Every entry must be duplicated word for word.

==== Information shown ====

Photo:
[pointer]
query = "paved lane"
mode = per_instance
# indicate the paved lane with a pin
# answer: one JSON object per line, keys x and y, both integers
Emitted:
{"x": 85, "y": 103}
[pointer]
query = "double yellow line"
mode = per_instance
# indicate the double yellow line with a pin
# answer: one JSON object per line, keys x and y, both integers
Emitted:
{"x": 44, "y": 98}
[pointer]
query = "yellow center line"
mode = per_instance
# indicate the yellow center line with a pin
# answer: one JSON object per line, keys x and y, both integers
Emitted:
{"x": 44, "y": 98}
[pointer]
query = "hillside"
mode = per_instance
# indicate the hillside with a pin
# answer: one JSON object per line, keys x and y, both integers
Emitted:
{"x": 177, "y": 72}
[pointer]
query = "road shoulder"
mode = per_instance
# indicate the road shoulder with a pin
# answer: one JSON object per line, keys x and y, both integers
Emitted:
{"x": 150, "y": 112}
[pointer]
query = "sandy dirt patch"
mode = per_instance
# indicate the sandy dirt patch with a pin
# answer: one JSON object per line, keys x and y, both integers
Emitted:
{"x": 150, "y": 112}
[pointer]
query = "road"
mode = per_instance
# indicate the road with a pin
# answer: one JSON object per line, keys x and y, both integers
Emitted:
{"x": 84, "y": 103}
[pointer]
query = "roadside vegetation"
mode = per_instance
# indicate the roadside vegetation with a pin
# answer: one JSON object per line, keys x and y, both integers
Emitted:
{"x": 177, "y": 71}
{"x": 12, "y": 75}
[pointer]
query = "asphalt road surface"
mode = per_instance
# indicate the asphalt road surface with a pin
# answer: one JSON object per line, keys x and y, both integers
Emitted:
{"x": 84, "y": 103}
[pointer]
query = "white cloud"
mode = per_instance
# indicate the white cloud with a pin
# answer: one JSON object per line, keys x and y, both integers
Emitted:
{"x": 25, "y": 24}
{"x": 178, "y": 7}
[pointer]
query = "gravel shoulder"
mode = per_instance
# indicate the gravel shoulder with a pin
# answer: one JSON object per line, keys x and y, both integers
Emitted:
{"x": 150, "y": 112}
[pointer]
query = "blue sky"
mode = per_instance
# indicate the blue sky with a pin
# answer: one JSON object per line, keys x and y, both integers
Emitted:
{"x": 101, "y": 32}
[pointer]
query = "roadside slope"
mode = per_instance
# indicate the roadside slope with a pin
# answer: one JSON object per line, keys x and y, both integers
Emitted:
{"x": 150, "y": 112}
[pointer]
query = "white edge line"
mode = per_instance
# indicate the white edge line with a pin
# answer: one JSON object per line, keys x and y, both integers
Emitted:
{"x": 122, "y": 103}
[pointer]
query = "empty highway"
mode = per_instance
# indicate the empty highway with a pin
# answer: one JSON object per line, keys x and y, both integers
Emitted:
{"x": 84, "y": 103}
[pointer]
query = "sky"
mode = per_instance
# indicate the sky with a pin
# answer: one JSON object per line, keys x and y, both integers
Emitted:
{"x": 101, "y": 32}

====

*Response box:*
Photo:
[pointer]
query = "paved lane"
mode = per_instance
# indicate the paved lane with a pin
# answer: one JSON object per line, keys x and y, both integers
Emitted:
{"x": 85, "y": 103}
[pointer]
query = "double yellow line"
mode = per_instance
# indicate the double yellow line with a pin
# answer: one JSON object per line, keys x and y, both integers
Emitted:
{"x": 44, "y": 98}
[pointer]
query = "yellow center line"
mode = per_instance
# indicate the yellow center line with a pin
# answer: one JSON object per line, keys x and y, both integers
Emitted:
{"x": 44, "y": 98}
[pointer]
query = "hillside"
mode = per_instance
# indicate the hillside with a pin
# answer: one JSON object per line, keys x and y, both integers
Emitted:
{"x": 177, "y": 72}
[pointer]
query = "road shoulder"
mode = per_instance
# indicate the road shoulder with a pin
# answer: one JSON object per line, keys x and y, both integers
Emitted:
{"x": 150, "y": 112}
[pointer]
query = "sandy dirt patch"
mode = per_instance
# indicate the sandy dirt patch with a pin
# answer: one JSON object per line, keys x and y, both integers
Emitted:
{"x": 150, "y": 112}
[pointer]
query = "road"
mode = per_instance
# indicate the road with a pin
# answer: one JSON object per line, keys x and y, both integers
Emitted:
{"x": 84, "y": 103}
[pointer]
query = "roadside vegetation"
mode = per_instance
# indicate the roadside vegetation with a pin
# answer: one JSON object per line, keys x and y, both integers
Emitted:
{"x": 177, "y": 71}
{"x": 12, "y": 75}
[pointer]
query = "asphalt road surface"
mode = per_instance
# indicate the asphalt road surface with a pin
# answer: one JSON object per line, keys x and y, both integers
Emitted:
{"x": 84, "y": 103}
[pointer]
query = "white cloud"
mode = per_instance
# indicate the white cloud with a pin
# answer: one JSON object per line, keys x and y, both integers
Emitted:
{"x": 25, "y": 24}
{"x": 178, "y": 7}
[pointer]
query = "gravel shoulder"
mode = per_instance
# indicate the gravel shoulder with a pin
# answer: one JSON object per line, keys x and y, both integers
Emitted:
{"x": 150, "y": 112}
[pointer]
query = "blue sky"
mode = per_instance
# indicate the blue sky with a pin
# answer: one JSON object per line, keys x and y, both integers
Emitted:
{"x": 101, "y": 32}
[pointer]
query = "roadside slope"
mode = per_instance
# indicate the roadside slope with a pin
# answer: one JSON object per line, keys x and y, both integers
Emitted:
{"x": 150, "y": 112}
[pointer]
query = "white edge line"
mode = per_instance
# indicate the white edge line with a pin
# answer: one JSON object per line, keys x and y, both integers
Emitted:
{"x": 122, "y": 103}
[pointer]
query = "empty highway"
mode = per_instance
# indicate the empty highway with a pin
# answer: one JSON object per line, keys x and y, both integers
Emitted:
{"x": 84, "y": 103}
[pointer]
query = "sky"
mode = per_instance
# indicate the sky with a pin
# answer: one JSON object per line, keys x and y, both integers
Emitted:
{"x": 101, "y": 32}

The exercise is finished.